GIVEN RECORDS —
⁂

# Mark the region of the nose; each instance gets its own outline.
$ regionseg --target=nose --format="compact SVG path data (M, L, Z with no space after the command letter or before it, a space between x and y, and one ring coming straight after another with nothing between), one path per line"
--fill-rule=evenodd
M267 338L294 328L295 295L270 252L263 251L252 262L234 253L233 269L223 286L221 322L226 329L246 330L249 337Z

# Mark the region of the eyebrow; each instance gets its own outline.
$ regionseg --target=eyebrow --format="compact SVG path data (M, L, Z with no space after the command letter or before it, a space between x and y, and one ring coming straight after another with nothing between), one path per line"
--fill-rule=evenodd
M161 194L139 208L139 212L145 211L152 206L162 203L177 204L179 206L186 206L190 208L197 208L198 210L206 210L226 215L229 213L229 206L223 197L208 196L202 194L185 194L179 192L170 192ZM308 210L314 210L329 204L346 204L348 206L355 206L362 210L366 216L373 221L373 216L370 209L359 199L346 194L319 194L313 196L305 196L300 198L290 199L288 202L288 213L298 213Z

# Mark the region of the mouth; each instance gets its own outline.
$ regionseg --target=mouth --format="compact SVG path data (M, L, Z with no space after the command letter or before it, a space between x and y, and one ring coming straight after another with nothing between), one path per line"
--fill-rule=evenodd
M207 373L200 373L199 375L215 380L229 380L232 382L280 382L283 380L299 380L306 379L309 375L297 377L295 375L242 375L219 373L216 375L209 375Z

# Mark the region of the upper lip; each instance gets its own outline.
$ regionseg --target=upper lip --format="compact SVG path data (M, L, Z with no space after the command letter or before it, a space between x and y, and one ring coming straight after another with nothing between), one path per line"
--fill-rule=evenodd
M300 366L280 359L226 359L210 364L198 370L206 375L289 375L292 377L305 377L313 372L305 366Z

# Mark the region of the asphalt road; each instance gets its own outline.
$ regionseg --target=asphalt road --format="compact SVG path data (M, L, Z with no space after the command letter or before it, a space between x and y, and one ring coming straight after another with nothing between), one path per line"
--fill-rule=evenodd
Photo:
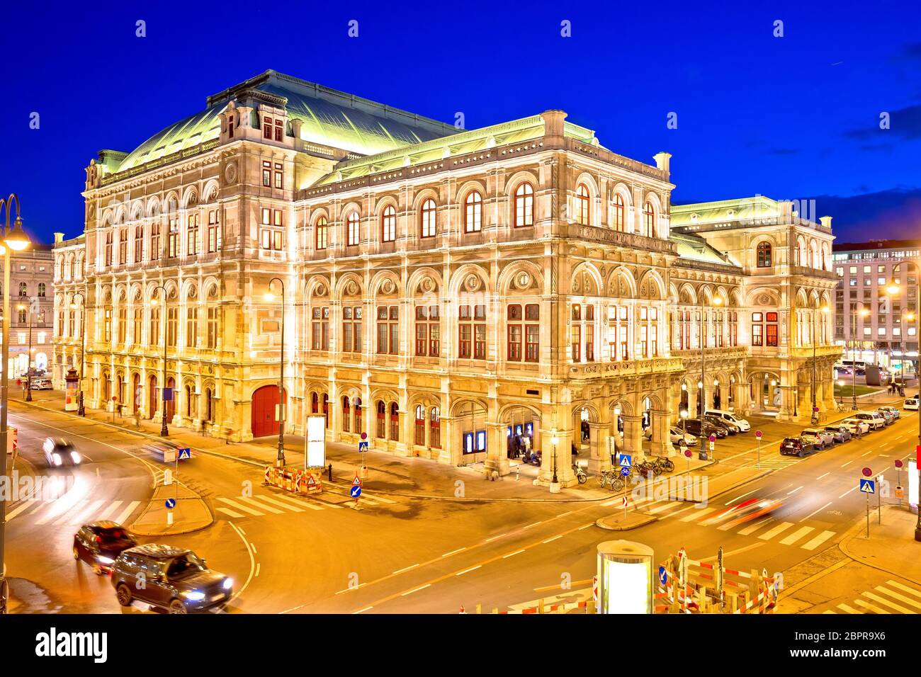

⁂

WHAT THE EXERCISE ASKS — Turn every line of the entries above into a numbered list, dropping the blank lines and leaving the pictures out.

THE SOLUTION —
1. # Mark the region of the nose; each instance gets its own outline.
2. $ regionseg --target=nose --format="compact SVG path data (M, L, Z with no space after the command letter or before it, a space between x and y, and one ring coming straight after another with nothing between), one path per line"
3. --fill-rule=evenodd
4. M267 338L294 328L295 295L270 252L263 251L252 262L234 253L233 269L223 286L221 322L226 329L246 330L249 337Z
5. # Mark the region of the eyebrow; each instance gets its own outline.
6. $ regionseg --target=eyebrow --format="compact SVG path data (M, L, Z with no space after the command letter or before it, a space between x and y, and one ring coming straight after another with nothing between), one path per line"
7. --fill-rule=evenodd
8. M161 194L139 208L139 212L145 211L152 206L162 203L177 204L179 206L186 206L190 208L197 208L198 210L206 210L226 215L229 213L229 206L223 197L208 196L202 194L185 194L179 192L170 192ZM308 210L314 210L329 204L346 204L348 206L355 206L362 210L366 216L373 221L373 216L370 209L359 199L346 194L319 194L313 196L305 196L300 198L290 199L288 202L288 213L298 213Z
9. # Mark the region of the mouth; each instance gets its own outline.
10. $ regionseg --target=mouth --format="compact SVG path data (M, L, Z with no space after the command letter or before it, a space between x and y, and one ring coming straight after another with nothing between), one path per line"
11. --fill-rule=evenodd
12. M207 373L200 373L199 375L215 380L229 380L232 382L280 382L283 380L299 380L306 379L309 375L297 377L295 375L242 375L219 373L216 375L209 375Z
13. # Mark the region of the upper lip; each instance gets its own outline.
14. $ regionseg --target=upper lip --format="compact SVG path data (M, L, Z with no space after the command letter or before it, a space between x and y, and one ring coming straight after another with nothing between), one path per line"
15. --fill-rule=evenodd
16. M300 366L280 359L226 359L210 364L198 370L206 375L289 375L292 377L305 377L313 372L305 366Z
17. # Mark the region of the asphalt road; each instance gets its own outline.
18. $ regionseg --target=asphalt road --format="compact SVG path data (M, L, Z with no space after the command letter or before it, a space between x and y, and one ring coming straight after another with nothing between), one path per line"
19. --fill-rule=evenodd
20. Photo:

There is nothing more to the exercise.